◆ GIVEN TASK A
In the dialogue, what is the name of Judy's adult dodge ball team?

** start ARTICLE **

Olive: Wow. There are so many clubs. I don't know which one to pick!

Sydney: Well, I know which club I'm joining. I've been dreaming about being a jazz band since I started playing bass.

Olive: No one's even here. They're late.

Sydney: Timing's nothing in the jazz world. Although I've only got till 4:00.

Olive: Good. You can help me figure out which after-school club to join.

Sydney: Let's find one that matches your personality. We'll start with the fact that you like to be prepared.

Boy #1: Hand sanitizer?

Olive: Love one. I'd like to do something to help people.

Boy #1: Flyer for our CPR class?

Olive: Sounds fun. Why is this so hard?

Boy #1: Solar blanket?

Olive: Handy. I don't think there's a club out there for me.

Sydney: Olive!

Olive: The Emergency Preparedness Club?

Boy #1: Disposable ear plugs?

Olive: I asked for these for Christmas!

Sydney: And my work here is done.


Sydney: Oh good, you're here. Where's the rest of the band?

Miles: Cast didn't show.

Sydney: Cool. I'm Sydney.

Miles: Miles. I see you brought you ax.

Sydney: Huh? [gasps] Oh. You mean my bass. Yeah, this cat doesn't go anywhere with her ax.

Miles: We're looking for a bass player, but you'll have to audition.

Sydney: Where do I sign up?

Miles: We don't do pens. Tomorrow afternoon, here.

Sydney: So... I'll see ya when I see ya.

Sydney: I got an audition!

Olive: I got a carbon monoxide tester!

[THEME SONG]

Max: Come on, Sydney, eat something.

Sydney: Can't. The audition's today. Gotta keep these digits syrup and butter free.

Max: Syd, you're an amazing bass player, you're gonna nail it. But not if that left pinky is weak from hunger. Feed me, Sydney. Feed me!

Sydney: If I eat something, will you stop making my pinky talk.

Max: Maybe. I'll stop.


Max: I'm afraid to ask.

Sydney: You look awesome, Grandma. What's with the gear?

Judy: I'm on a adult dodge ball team, The Ball Blasters.

Max: Aw. Both my girls are joining clubs.

Judy: Joined? I was drafted. They saw me dodge an airbone cappuccino at the cofee shop. I've got moves like a cat.

Max: Would you like eggs or should I just put down a bowl of milk?

Sydney: Hey, Grandma, what kind of clubs was Dad into when he was a kid?

** end ARTICLE **
** start DATA SECTION **

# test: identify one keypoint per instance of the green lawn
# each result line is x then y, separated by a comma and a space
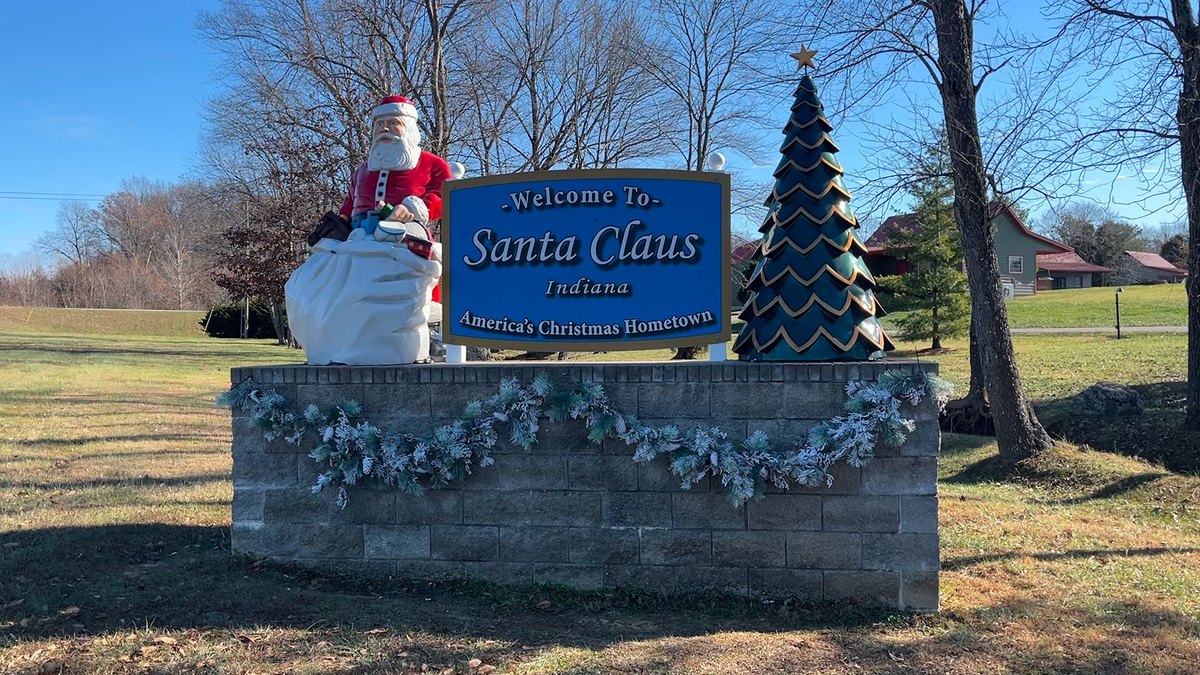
114, 513
1085, 308
58, 321
1095, 308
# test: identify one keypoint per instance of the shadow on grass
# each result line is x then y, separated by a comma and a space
1117, 488
959, 563
1158, 435
148, 481
179, 577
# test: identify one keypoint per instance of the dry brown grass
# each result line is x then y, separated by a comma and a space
114, 488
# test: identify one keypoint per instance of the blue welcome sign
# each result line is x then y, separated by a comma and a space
587, 260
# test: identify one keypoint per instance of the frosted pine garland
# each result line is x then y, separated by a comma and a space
354, 451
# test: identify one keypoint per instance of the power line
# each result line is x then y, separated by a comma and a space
77, 198
52, 193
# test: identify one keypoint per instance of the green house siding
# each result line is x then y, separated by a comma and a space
1012, 242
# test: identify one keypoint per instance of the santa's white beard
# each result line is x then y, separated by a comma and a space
400, 154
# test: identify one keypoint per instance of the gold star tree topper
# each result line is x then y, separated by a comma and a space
804, 58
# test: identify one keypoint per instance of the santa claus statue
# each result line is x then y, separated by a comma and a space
367, 300
399, 189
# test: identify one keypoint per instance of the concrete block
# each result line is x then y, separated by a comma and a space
601, 472
655, 476
508, 573
651, 578
502, 507
900, 551
677, 547
297, 505
605, 545
377, 507
749, 549
393, 542
270, 539
569, 508
535, 544
772, 583
845, 482
712, 579
635, 509
325, 396
247, 505
879, 589
918, 591
581, 577
435, 507
781, 432
677, 399
465, 542
449, 400
750, 400
623, 396
265, 470
814, 400
707, 511
784, 512
925, 441
568, 436
900, 476
430, 569
521, 472
330, 541
825, 550
862, 513
918, 514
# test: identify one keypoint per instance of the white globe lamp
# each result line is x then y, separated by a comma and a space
715, 161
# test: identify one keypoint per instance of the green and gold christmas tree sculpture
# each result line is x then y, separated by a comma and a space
811, 294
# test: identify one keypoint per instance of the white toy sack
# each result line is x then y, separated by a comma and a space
361, 303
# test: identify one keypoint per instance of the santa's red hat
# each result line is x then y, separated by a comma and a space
394, 106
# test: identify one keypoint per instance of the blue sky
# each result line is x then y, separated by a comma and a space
100, 91
95, 93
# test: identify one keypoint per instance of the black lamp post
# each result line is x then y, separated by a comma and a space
1117, 296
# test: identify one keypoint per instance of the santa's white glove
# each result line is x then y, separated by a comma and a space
394, 231
417, 207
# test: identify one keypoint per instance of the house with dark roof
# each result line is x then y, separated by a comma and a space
1139, 267
1018, 249
1066, 270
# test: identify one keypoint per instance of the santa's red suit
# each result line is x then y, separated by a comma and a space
419, 186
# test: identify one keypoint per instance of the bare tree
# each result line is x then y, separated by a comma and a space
1155, 45
77, 236
875, 43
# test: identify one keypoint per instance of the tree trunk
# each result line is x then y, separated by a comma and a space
280, 322
1188, 118
1018, 431
978, 381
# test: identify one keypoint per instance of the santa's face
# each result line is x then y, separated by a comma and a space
395, 144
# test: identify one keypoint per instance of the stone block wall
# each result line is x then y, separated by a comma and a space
586, 515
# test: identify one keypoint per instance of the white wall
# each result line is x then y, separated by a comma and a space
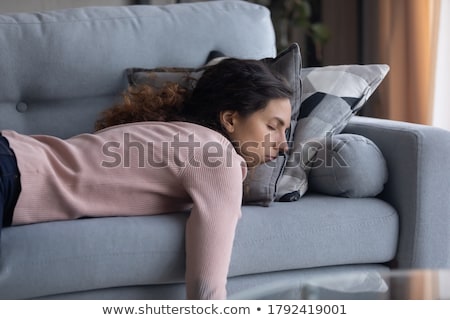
7, 6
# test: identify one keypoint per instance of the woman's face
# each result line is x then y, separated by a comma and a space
261, 136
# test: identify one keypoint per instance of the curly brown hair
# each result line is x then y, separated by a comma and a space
145, 103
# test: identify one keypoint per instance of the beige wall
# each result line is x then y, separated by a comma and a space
42, 5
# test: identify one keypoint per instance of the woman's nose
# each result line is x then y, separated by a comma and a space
283, 147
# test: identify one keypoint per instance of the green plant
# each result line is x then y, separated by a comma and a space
294, 17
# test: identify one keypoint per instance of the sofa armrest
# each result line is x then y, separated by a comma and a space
418, 187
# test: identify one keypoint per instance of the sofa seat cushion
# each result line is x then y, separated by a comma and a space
97, 253
316, 231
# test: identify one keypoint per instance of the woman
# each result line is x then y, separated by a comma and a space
195, 158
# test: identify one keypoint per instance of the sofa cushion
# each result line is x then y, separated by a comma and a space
347, 165
130, 251
69, 63
331, 95
261, 181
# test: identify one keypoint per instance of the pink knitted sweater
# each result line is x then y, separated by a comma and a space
142, 168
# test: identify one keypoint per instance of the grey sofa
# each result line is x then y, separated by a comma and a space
58, 70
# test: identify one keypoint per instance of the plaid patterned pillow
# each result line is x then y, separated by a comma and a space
331, 96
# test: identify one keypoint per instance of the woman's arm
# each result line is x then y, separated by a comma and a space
216, 192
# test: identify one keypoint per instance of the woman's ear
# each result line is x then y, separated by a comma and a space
228, 120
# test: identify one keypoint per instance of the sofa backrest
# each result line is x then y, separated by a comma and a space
59, 69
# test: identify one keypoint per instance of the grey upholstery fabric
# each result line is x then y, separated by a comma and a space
129, 251
71, 63
59, 69
347, 165
418, 187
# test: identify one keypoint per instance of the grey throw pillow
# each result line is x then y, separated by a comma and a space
331, 96
347, 165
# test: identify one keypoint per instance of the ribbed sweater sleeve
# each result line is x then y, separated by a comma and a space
216, 190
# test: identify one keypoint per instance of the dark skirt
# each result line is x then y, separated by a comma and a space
9, 183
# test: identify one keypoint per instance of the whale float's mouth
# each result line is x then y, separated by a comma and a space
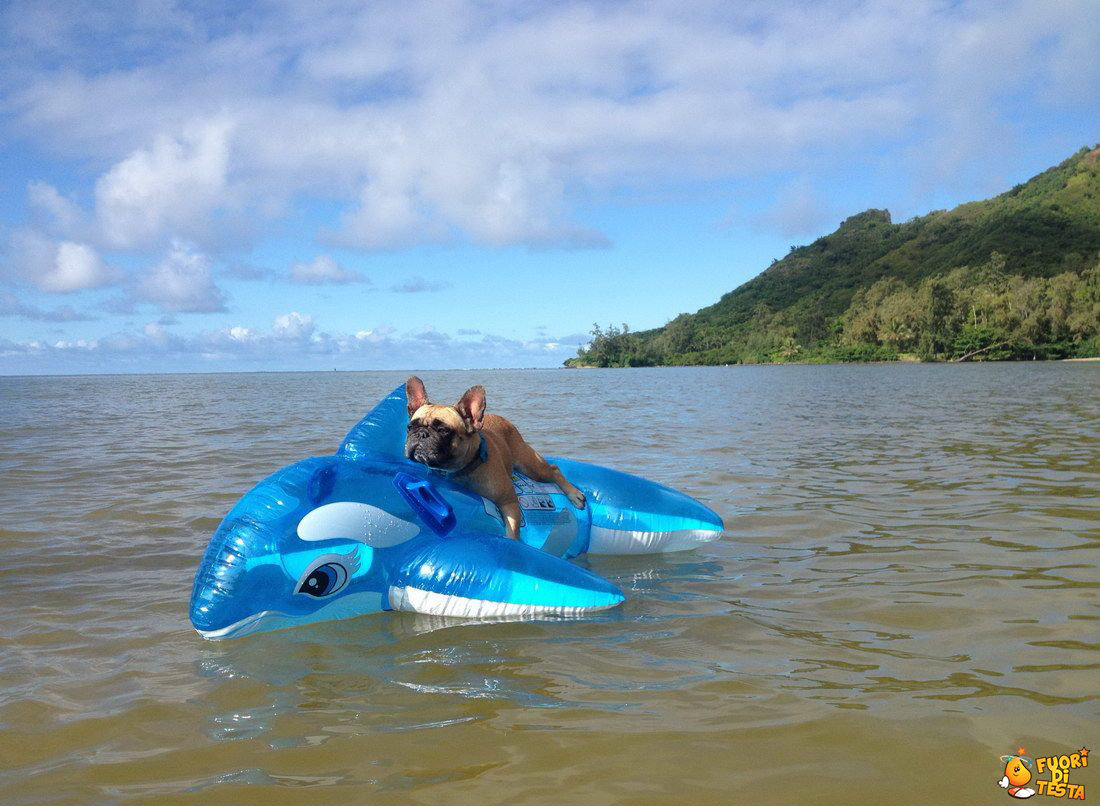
350, 606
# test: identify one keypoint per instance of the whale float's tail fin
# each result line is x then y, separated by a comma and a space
382, 432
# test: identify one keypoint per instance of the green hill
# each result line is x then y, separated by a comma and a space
1010, 277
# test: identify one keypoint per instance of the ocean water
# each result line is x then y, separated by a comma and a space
906, 589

** end DATA SECTION **

◆ GIVEN TASK B
Copy the rows exactly as they appear. Begin at the line that contains "# test: identify one keypoint per instance of the green hill" and stop after the last line of the rows.

◆ CORRECT OUTPUT A
The Ball Blasters

◆ CORRECT OUTPUT B
# test: identify one keypoint per instance of the green hill
# each result line is x then y, separated by a comma and a space
1010, 277
# test: identify one keypoint per instance of the ocean water
# each result line is x then y, separated by a comma and a space
906, 589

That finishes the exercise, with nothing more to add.